» TASK STATEMENT
From the entries below, output word for word the lines starting with the line that contains "Where can the blue-headed" and going on through the line that contains "column 599, row 594", including both of those lines.

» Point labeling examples
※
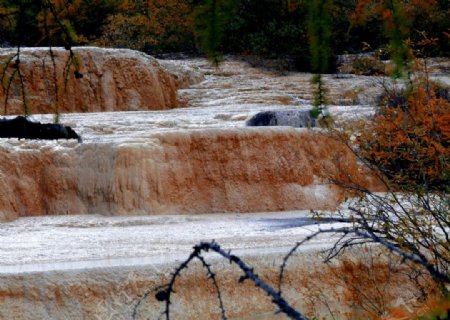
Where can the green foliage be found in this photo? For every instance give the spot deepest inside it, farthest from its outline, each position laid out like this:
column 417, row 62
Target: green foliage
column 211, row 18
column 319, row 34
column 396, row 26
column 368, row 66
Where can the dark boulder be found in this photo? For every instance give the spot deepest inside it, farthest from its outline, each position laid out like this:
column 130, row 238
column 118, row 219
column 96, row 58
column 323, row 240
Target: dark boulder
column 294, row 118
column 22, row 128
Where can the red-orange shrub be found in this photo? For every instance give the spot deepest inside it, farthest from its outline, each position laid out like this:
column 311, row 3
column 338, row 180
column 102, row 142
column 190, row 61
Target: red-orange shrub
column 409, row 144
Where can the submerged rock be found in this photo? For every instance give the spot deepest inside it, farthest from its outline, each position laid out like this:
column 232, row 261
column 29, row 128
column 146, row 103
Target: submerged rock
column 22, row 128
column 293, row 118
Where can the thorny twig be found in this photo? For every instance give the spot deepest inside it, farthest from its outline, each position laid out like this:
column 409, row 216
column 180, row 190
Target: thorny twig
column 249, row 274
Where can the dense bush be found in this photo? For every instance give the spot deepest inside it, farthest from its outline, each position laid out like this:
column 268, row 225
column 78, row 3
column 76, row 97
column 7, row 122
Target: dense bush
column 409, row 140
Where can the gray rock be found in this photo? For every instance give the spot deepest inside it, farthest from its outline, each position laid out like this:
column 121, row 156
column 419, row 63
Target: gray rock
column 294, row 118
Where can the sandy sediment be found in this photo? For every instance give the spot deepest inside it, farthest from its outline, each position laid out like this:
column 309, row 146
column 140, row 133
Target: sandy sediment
※
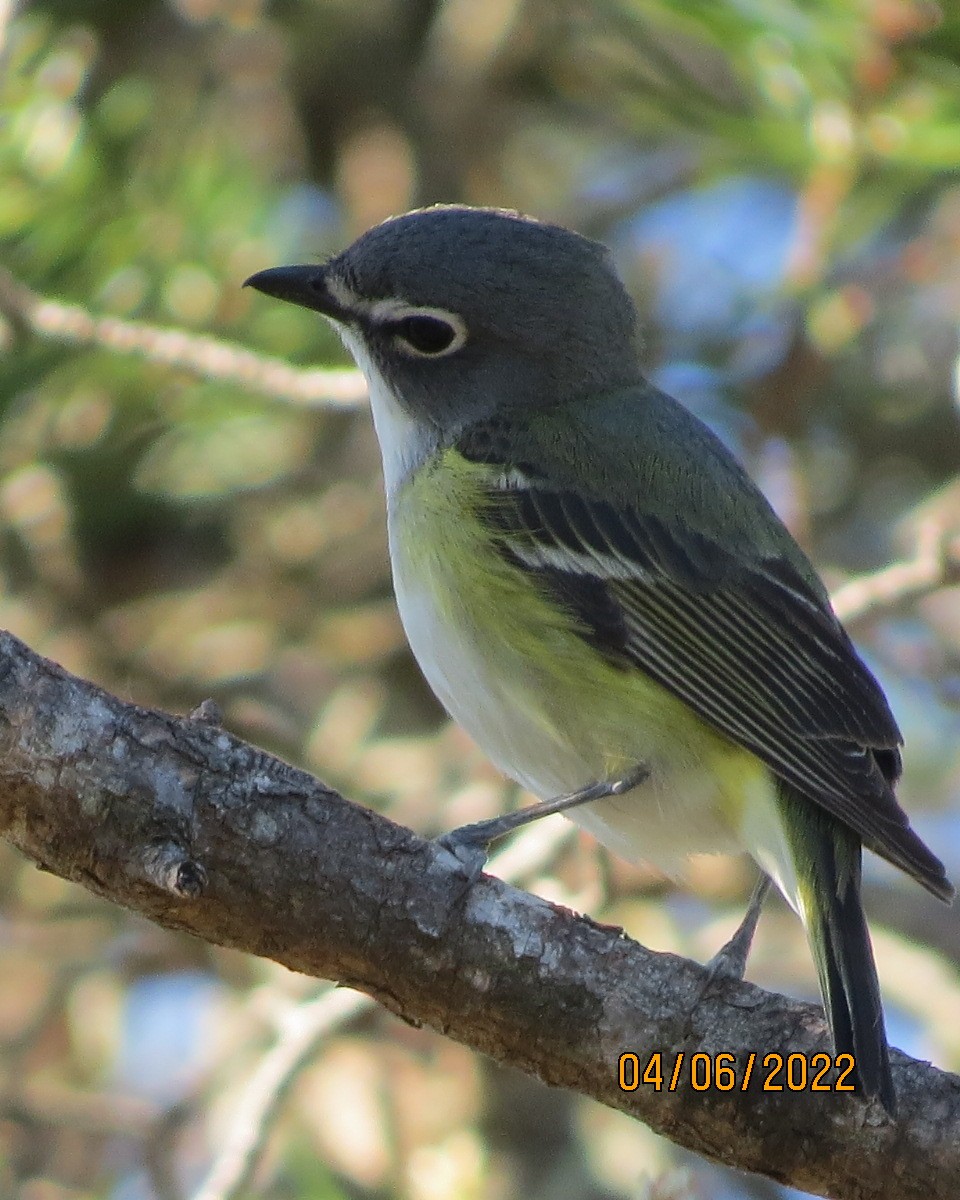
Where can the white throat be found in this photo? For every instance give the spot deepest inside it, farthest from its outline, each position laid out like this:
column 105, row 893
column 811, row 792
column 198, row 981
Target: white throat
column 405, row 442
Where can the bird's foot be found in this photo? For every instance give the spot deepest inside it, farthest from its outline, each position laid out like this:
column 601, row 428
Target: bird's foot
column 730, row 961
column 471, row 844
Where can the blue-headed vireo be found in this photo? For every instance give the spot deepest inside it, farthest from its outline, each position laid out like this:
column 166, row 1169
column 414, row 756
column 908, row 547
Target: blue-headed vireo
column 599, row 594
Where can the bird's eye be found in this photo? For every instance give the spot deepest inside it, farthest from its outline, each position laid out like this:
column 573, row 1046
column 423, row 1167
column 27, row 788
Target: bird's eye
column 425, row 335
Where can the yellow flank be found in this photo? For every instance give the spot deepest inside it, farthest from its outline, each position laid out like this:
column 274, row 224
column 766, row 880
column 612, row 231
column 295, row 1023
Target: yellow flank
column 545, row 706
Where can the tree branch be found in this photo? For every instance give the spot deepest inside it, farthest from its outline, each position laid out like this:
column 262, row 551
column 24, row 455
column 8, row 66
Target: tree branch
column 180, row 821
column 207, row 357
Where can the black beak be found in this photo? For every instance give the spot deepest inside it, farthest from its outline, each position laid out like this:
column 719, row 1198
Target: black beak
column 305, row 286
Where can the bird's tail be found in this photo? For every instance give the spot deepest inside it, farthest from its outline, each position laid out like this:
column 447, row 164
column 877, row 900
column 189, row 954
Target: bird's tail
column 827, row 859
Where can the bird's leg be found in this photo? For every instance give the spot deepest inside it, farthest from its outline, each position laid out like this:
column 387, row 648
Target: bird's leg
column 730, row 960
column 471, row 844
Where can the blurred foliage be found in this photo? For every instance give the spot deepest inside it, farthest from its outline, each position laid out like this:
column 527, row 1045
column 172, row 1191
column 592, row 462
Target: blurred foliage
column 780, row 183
※
» TASK RESPONSE
Where can the blue-headed vireo be found in this photo? For every instance give the spot deepest inside it, farthest from its outline, each position laid out like this:
column 166, row 1169
column 414, row 756
column 908, row 547
Target: blue-headed vireo
column 599, row 594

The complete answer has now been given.